Your task »
Go through the data below and report how many lines contain "streaked"; the reply holds only that number.

Data records »

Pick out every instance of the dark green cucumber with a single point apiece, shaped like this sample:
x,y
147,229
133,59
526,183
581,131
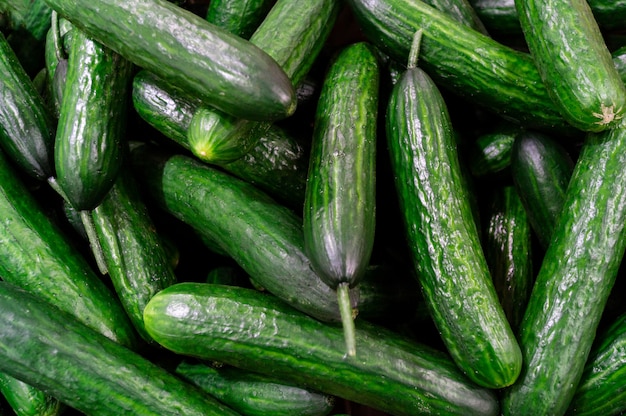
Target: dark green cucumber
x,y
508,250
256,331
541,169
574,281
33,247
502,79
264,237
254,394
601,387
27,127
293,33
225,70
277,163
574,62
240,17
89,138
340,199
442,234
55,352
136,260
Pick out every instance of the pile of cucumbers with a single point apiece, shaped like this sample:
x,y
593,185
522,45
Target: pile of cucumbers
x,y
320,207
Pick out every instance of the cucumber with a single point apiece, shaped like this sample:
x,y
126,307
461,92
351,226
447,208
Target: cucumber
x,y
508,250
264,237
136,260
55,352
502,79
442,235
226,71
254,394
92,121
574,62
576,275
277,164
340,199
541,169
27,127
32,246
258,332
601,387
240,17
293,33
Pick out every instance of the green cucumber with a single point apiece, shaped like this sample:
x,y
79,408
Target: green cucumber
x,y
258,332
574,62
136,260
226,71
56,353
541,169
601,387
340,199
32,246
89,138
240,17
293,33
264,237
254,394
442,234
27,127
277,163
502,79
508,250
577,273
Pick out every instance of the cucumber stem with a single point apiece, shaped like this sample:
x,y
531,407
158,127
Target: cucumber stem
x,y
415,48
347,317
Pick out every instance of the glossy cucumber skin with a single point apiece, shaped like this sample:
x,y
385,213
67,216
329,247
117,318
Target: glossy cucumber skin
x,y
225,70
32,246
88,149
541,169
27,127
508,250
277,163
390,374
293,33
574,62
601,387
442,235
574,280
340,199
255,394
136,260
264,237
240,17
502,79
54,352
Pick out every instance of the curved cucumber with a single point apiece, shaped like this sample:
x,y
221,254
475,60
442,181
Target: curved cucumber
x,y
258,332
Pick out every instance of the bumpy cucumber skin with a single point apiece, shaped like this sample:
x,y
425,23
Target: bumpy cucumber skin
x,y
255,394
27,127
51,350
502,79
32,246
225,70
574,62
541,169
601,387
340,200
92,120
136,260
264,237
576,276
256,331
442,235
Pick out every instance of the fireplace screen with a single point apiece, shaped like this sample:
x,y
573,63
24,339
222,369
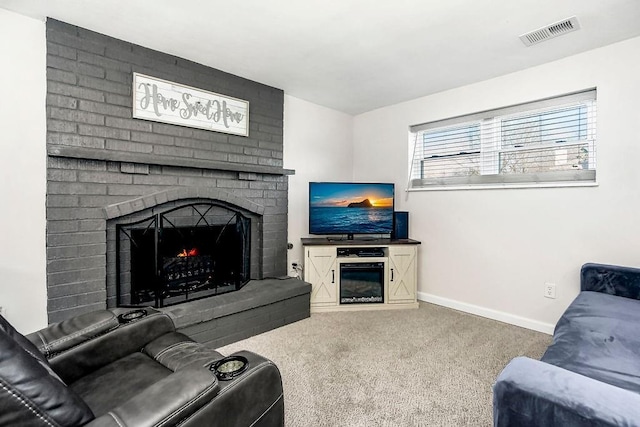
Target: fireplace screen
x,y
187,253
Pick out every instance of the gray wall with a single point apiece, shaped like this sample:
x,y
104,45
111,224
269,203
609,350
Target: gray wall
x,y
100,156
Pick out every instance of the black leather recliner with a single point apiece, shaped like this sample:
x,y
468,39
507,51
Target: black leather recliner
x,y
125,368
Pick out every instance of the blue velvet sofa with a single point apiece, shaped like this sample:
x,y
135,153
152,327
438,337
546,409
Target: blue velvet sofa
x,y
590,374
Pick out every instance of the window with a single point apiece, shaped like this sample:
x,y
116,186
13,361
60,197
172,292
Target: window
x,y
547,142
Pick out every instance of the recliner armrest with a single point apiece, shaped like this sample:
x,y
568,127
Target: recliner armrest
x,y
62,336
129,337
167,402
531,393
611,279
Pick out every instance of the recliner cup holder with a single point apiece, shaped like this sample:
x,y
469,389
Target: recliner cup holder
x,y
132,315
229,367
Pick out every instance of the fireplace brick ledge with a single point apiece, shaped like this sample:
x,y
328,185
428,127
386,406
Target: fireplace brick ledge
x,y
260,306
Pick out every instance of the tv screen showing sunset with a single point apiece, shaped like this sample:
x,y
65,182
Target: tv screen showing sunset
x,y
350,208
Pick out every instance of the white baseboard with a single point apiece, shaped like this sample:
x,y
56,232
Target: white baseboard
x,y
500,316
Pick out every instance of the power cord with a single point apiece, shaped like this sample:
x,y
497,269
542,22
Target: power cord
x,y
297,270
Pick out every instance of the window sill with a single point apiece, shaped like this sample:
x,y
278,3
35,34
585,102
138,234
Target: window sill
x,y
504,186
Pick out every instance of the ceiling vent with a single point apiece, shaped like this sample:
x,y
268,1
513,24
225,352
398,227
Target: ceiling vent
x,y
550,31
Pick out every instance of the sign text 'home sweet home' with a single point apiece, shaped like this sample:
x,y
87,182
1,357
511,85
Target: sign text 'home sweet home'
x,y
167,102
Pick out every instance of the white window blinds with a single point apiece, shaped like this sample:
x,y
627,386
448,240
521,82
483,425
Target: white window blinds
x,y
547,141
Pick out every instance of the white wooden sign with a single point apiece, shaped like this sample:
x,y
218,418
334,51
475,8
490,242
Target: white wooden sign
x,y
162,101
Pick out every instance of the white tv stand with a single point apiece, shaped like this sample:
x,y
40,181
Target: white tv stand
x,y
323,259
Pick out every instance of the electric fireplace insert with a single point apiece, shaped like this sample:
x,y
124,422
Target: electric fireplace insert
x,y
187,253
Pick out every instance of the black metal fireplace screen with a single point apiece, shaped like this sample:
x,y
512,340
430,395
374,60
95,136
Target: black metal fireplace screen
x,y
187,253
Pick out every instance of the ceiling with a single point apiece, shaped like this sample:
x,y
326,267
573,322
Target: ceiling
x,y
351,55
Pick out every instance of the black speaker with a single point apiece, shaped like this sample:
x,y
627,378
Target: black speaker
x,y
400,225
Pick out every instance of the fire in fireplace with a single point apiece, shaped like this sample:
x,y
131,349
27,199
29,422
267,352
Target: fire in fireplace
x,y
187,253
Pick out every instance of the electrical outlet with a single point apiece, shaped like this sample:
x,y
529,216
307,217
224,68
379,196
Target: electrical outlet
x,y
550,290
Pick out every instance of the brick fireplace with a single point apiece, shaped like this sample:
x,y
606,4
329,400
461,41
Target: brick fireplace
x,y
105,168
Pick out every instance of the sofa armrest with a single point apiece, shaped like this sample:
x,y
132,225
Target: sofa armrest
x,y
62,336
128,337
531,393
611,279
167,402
* * *
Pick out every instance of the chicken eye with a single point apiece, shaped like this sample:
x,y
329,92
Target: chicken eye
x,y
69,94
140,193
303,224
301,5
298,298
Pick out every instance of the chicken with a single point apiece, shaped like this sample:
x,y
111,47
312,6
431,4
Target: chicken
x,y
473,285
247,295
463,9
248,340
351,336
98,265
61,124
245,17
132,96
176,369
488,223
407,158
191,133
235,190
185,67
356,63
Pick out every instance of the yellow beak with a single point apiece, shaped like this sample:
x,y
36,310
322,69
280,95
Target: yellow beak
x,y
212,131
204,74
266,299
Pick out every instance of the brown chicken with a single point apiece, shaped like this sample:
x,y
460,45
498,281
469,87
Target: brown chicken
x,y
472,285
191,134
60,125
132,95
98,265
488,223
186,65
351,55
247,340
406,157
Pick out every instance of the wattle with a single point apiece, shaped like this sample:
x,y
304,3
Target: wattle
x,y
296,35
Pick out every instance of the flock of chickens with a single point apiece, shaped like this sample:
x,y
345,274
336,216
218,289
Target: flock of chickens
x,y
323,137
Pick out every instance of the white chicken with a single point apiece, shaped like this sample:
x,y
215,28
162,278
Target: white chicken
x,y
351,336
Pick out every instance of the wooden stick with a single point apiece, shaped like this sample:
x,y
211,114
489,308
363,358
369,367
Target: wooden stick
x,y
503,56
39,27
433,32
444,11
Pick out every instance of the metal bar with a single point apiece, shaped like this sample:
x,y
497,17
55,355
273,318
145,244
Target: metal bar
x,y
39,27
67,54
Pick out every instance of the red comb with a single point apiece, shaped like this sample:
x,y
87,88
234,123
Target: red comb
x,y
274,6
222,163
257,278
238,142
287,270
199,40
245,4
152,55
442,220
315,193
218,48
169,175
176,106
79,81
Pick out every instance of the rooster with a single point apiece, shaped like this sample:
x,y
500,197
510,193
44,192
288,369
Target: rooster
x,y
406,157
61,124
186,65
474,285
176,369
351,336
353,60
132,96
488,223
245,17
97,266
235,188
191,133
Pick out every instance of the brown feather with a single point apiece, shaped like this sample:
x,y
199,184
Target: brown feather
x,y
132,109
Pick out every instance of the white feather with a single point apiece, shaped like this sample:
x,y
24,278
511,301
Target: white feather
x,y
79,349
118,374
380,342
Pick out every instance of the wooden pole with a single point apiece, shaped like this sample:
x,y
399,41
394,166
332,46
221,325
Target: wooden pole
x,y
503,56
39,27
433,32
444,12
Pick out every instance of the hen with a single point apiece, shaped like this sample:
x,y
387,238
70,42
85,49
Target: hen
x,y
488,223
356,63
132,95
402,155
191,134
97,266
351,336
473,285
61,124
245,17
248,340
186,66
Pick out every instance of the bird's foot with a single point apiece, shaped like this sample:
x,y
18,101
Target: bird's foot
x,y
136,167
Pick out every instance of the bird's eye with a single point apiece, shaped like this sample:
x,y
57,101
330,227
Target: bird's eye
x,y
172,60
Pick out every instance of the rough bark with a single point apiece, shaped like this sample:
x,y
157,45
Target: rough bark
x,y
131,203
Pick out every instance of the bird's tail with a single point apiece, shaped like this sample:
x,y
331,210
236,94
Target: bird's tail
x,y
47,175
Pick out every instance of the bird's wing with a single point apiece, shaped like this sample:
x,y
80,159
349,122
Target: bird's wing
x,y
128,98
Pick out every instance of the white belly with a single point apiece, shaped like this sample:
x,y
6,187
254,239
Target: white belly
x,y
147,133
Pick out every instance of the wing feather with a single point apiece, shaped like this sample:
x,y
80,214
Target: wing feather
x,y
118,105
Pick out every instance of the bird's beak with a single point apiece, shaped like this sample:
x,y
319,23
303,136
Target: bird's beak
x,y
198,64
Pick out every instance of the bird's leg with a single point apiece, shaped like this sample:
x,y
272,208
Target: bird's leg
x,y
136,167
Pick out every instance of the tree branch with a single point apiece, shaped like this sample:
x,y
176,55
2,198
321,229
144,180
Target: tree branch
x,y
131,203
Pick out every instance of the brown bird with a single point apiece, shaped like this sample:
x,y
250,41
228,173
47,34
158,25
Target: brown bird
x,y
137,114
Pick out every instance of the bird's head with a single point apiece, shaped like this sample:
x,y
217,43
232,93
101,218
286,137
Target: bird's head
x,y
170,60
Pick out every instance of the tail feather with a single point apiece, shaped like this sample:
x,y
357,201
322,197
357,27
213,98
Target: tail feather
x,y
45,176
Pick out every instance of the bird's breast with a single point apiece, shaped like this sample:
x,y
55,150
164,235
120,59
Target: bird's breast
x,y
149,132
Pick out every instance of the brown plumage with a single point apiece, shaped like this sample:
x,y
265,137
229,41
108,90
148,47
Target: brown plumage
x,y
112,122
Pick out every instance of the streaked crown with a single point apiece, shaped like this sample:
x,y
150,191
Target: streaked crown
==
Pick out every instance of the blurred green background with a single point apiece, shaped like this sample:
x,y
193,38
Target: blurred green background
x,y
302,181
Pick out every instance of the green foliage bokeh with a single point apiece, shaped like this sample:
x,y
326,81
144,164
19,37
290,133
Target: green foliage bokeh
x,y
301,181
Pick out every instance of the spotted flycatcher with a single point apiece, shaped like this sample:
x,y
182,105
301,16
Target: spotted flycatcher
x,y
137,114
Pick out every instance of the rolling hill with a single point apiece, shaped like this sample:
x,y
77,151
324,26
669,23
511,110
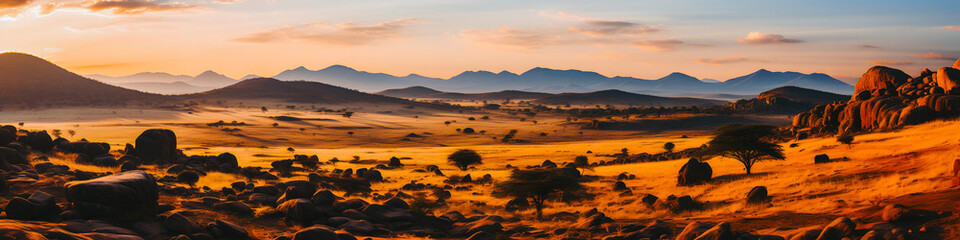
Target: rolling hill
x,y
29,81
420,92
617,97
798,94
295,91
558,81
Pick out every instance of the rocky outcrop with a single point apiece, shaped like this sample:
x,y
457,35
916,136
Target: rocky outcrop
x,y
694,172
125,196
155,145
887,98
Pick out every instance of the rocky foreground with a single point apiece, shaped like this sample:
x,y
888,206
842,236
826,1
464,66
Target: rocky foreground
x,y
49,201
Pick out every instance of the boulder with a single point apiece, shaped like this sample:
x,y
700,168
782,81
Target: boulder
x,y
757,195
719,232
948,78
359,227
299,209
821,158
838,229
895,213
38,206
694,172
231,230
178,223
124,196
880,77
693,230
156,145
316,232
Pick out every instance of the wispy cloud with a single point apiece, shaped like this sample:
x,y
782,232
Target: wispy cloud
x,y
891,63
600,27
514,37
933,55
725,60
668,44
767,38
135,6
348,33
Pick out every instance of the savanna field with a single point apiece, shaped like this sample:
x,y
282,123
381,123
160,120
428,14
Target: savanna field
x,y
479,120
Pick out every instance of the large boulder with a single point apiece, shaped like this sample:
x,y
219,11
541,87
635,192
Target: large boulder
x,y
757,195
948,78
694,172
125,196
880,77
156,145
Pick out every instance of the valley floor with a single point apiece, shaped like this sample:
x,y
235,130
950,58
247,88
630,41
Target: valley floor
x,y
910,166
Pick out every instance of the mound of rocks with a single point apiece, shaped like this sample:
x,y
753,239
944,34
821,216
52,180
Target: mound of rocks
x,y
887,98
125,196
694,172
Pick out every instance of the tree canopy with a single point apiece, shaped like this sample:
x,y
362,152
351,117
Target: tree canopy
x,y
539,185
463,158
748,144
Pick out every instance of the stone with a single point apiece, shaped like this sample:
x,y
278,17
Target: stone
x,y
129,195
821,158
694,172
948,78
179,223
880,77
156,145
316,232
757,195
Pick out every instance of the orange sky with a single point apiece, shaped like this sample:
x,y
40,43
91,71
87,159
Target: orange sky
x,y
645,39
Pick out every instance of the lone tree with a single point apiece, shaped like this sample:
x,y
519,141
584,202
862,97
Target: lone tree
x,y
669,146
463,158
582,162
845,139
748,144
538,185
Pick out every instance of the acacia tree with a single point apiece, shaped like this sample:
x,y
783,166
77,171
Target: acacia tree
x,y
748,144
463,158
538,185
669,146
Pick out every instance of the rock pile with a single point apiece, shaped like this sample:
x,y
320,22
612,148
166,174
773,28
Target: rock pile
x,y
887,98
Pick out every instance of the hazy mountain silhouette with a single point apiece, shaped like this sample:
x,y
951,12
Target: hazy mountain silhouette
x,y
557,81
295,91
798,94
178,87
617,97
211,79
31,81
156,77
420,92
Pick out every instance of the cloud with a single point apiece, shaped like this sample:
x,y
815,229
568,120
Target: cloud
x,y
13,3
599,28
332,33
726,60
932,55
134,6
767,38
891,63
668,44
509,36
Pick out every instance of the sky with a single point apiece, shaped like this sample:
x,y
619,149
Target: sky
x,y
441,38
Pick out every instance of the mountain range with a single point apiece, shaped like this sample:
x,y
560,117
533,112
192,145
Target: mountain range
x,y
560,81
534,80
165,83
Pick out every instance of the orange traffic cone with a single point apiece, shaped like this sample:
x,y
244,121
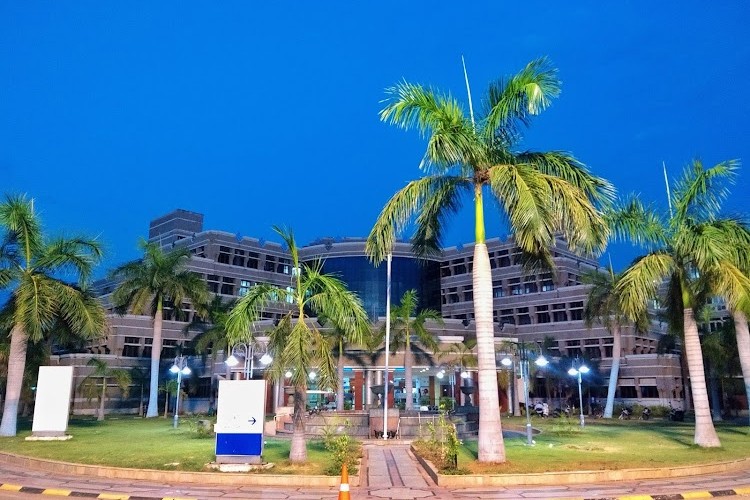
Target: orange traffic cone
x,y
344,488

Written answer »
2